*Task data*.
***
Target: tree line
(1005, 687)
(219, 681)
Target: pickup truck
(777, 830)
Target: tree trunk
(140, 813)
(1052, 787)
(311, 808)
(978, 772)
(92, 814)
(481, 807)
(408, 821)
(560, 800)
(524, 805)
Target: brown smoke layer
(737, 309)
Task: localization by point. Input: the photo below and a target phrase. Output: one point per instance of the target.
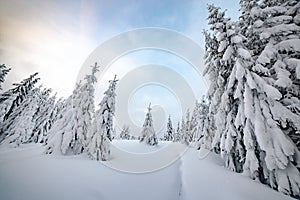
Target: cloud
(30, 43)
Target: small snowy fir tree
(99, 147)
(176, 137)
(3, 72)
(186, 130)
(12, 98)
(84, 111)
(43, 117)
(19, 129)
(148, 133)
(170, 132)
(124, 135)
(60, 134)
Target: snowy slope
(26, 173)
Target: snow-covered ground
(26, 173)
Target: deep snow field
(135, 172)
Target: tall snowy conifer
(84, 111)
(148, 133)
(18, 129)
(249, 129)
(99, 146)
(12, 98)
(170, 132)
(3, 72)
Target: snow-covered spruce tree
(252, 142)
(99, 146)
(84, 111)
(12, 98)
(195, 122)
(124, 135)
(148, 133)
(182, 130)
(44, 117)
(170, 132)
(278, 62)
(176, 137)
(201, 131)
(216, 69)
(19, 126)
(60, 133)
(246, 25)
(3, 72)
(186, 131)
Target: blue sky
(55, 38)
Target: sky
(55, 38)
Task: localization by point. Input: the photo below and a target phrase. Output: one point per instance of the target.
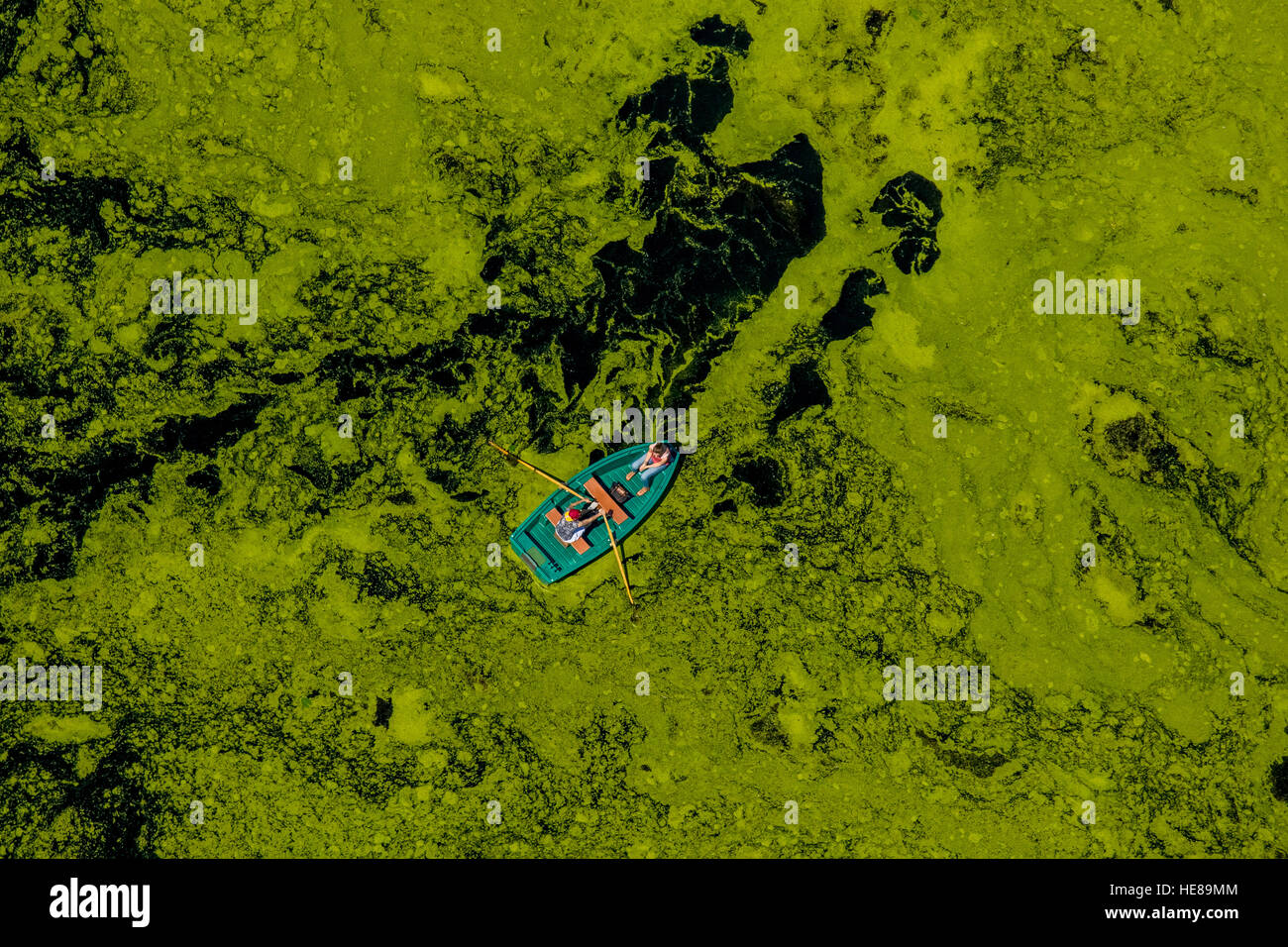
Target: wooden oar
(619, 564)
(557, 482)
***
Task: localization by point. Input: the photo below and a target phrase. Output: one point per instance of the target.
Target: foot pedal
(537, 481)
***
*What to do*. Report every line of the records that contains the string "snowy", treating uppercase and lowercase letters as distinct.

*Complete answer*.
Target: small snowy fir tree
Target: snowy slope
Target: tall snowy conifer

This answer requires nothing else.